▶ Text block
• • • • • • •

Skip to content

Efficiently Processing Gigantic JSON Objects with Rust, Serde, and Tokio

JSON is now a ubiquitous format for data interchange. It's impossible to avoid. Despite all of its benefits, JSON tends to appear in places it probably shouldn't. One challenging scenario is managing Healthcare Price Transparency datasets or similar, where single JSON objects can exceed hundreds of gigabytes. In this blog post, we'll outline high-level strategies we've employed to process massive JSON objects using less than one gigabyte of memory.

The Stack

For this ETL pipeline, we leveraged Rust, Tokio, Serde, and Parquet. We designed the pipeline for maximum compute efficiency because we had numerous huge JSON files, each exceeding memory capacity.

The Challenge: Drowning in Data

The primary challenge was the enormous size of the JSON files, tens of gigabytes compressed and hundreds uncompressed. Traditional JSON parsers fail in these situations. Attempting to load such JSON files into memory typically crashes the application before processing can even begin.

Even distributed systems like Spark struggle due to JSON's inherent structure. JSON's tree-like structure hinders parallel processing since each node typically depends on its parent node, forcing a sequential parsing approach.

• • • • • • •

(Point placement items)
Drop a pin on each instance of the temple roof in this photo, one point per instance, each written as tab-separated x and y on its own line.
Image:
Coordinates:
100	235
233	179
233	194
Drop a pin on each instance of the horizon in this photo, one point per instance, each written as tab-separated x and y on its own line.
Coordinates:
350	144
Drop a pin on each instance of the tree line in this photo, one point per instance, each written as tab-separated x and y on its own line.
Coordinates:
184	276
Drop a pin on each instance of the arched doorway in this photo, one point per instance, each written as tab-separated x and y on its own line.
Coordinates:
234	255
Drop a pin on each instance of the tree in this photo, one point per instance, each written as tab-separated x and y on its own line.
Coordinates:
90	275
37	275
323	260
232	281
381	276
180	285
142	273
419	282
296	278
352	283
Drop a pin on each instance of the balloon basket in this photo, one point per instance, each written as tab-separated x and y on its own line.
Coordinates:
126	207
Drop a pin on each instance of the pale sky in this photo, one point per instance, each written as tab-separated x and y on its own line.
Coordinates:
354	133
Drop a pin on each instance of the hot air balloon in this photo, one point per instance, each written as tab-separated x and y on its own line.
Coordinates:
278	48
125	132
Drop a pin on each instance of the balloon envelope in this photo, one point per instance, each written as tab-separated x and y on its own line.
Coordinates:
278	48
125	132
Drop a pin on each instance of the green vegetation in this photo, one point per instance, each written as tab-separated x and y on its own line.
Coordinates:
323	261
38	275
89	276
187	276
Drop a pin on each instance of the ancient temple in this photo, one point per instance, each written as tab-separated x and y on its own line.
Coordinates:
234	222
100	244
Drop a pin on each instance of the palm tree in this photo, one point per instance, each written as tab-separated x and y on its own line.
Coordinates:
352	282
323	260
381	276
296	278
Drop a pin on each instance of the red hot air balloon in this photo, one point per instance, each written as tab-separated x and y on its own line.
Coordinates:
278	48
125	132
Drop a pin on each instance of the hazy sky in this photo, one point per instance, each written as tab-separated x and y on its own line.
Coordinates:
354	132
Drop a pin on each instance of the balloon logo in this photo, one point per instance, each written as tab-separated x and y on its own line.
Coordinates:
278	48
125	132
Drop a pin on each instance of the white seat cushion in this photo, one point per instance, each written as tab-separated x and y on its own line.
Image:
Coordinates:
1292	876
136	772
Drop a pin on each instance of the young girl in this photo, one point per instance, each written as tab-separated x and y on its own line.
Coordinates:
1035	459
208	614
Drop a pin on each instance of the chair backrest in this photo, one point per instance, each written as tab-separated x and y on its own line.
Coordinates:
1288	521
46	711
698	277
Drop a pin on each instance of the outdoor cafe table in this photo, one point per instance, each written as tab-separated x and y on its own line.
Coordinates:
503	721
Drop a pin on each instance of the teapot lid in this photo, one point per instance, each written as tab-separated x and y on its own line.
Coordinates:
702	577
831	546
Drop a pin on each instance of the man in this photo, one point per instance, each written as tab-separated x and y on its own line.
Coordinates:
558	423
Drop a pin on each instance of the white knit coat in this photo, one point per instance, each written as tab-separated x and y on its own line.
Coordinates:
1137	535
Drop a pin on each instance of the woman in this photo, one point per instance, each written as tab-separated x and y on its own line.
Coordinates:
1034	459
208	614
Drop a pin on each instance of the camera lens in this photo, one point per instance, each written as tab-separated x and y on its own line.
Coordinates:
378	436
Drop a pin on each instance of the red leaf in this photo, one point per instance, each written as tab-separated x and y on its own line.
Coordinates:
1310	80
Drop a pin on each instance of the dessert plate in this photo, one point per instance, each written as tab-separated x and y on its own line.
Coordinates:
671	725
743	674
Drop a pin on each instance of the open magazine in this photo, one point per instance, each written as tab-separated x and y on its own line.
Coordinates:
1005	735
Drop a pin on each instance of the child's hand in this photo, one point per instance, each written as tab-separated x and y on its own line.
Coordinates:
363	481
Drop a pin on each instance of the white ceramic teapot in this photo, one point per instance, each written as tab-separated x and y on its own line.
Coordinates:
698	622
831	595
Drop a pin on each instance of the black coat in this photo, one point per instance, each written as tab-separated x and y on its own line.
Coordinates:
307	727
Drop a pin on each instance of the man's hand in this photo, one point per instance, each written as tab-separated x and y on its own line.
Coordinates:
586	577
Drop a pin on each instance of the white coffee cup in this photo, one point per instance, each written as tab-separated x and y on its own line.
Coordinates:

• • • • • • •

▶ Problems
#1 Repeat the passage of the JSON processing article between "For this ETL" and "exceeding memory capacity.", inclusive.
#2 Pick up the JSON processing article after its final sentence and continue writing it.

▶ Per-task answers
#1
For this ETL pipeline, we leveraged Rust, Tokio, Serde, and Parquet. We designed the pipeline for maximum compute efficiency because we had numerous huge JSON files, each exceeding memory capacity.

#2
The Strategy: Divide and Conquer with Streaming

Since JSON parsing is inherently sequential due to nesting and dependencies, we adopted a streaming approach, parsing data incrementally into manageable chunks.

We employed the Visitor pattern to traverse the JSON tree, extracting only the necessary data. The Visitor pattern separates algorithms from the data structures they operate on. Think of navigating a city laid out in a strict grid: you don't need every building’s address to explore the city, only a clear path and turning rules.

Serde is ideal for implementing this, as it's built around the Visitor pattern, allowing us to utilize its primitives effectively.

Technique 1: Serde's Streaming Deserialization (DeserializeSeed)

Typically, deserialization is a one-stop shop. As mentioned previously, you generally deserialize an entire JSON string into a single object or an array of objects at once. This approach, which Serde (Rust’s standard Serialization and Deserialization library) usually takes, involves reading the entire list into memory, becoming impractical for massive datasets like the Healthcare Price Transparency JSON file we are working with.

Rust’s type system allowed us to inject custom stateful deserializers into the JSON parsing operation through the trait DeserializeSeed. Stateful deserialization means we can hold onto things like channels, which will allow us to defer processing to different tasks.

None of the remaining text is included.